**Texto proporcionado:**
____
Enrique Cervera

Pues sí, otro blog de Comunicación

La leche y la mirada

Artículo publicado en el períodico digital andalucesdiario.es

Hace sólo unos días publiqué en un diario uruguayo que el Gobierno andaluz se ha visto obligado a aprobar una medida que garantice al menos una comida tres veces al día a muchos escolares cuyas familias se hallan en una situación tan apurada. Hay quienes, más devotos del ponga un pobre a su mesa, se han sentido abochornados por la medida en vez de abochornarse de la situación. Ya se sabe que cuando el dedo apunta a la luna, siempre hay un tonto que mira al dedo, embelesado.

En mi artículo ultramarino -sé que esto es equívoco y suena a sardina arenque en una vieja tienda de barrio- he debido explicarme mal y un amable lector uruguayo ha creído que la implantación de una tasa por usar el comedor escolar -a los niños que lleven el almuerzo de casa ante la imposibilidad de pagar el del colegio- es una ironía por mi parte, en vez de una respuesta tan descabellada como absolutamente real. Le he explicado que la realidad supera a la ficción y que la capacidad de algunos para cuadrar el presupuesto a martillazos, aunque sea sobre los nudillos desnudos de la gente más desprotegida, es infinita.
____
**Datos proporcionados:**
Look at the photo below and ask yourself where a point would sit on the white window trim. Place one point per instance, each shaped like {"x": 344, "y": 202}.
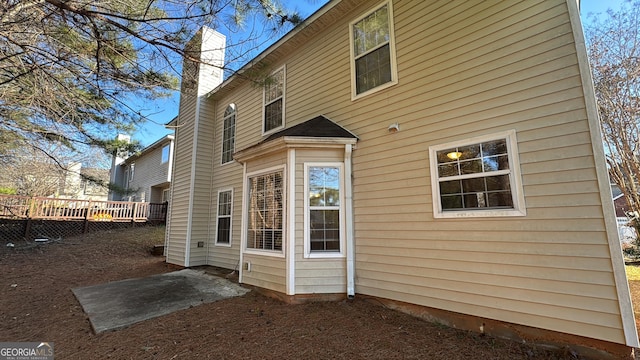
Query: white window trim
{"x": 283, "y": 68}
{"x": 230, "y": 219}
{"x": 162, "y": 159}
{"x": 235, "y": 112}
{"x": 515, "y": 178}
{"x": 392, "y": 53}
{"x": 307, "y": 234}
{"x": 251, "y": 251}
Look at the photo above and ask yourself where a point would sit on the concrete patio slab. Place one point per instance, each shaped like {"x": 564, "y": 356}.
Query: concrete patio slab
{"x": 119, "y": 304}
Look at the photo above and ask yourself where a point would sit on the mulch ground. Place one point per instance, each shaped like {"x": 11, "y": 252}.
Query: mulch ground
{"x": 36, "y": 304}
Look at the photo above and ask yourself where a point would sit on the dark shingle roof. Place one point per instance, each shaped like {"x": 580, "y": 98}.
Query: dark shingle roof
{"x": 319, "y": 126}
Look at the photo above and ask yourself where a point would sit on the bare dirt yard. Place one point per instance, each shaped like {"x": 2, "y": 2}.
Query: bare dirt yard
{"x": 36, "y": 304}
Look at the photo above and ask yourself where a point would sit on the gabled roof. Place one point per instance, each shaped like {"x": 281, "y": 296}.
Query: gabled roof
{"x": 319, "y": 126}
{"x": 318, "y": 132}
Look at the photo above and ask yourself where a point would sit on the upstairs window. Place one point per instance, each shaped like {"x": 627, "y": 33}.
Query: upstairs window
____
**Qué hacer:**
a. Reproduce literalmente el fragmento del artículo sobre los comedores escolares que arranca con las palabras "Artículo publicado en" y acaba en "al dedo, embelesado.".
b. Prosigue el artículo sobre los comedores escolares andaluces a partir del punto en que se detiene.

**Problemas resueltos:**
a.
Artículo publicado en el períodico digital andalucesdiario.es

Hace sólo unos días publiqué en un diario uruguayo que el Gobierno andaluz se ha visto obligado a aprobar una medida que garantice al menos una comida tres veces al día a muchos escolares cuyas familias se hallan en una situación tan apurada. Hay quienes, más devotos del ponga un pobre a su mesa, se han sentido abochornados por la medida en vez de abochornarse de la situación. Ya se sabe que cuando el dedo apunta a la luna, siempre hay un tonto que mira al dedo, embelesado.

b.
Mi lector uruguayo -buen título para una novela de corte intimista, por cierto- dice que la medida andaluza le recuerda al vaso de leche que Salvador Allende implantó como incipiente protección social en aquel Chile de cobre y balas. Lo que para algunos es un símbolo -y desde luego la Política se alimenta de ellos- para otros muchos, concretamente para miles y miles de niños chilenos que hoy rondarán los cincuenta años, simplemente supuso una oportunidad de tener garantizada una dosis diaria de proteínas y vitaminas. Demagogia izquierdista: pum, pum.

Pero de la misma manera que una terapia médica no puede evaluarse dejando al margen el pequeño detalle de si el paciente sobrevive a ella o no -o si le produce gravísimos sufrimientos y malformaciones-, tampoco nuestros actos pueden enjuiciarse orillando sus efectos. Así, las políticas de austeridad han dejado en el paro a millones de personas y muchas de ellas, buena parte de los mayores de 50 años, no volverán a encontrar trabajo. Ellos no saldrán de la crisis, jamás. ¿Cómo obviar este pequeño detalle en la valoración de la salida de la crisis que están ejecutando? -y el verbo viene pintiparado-.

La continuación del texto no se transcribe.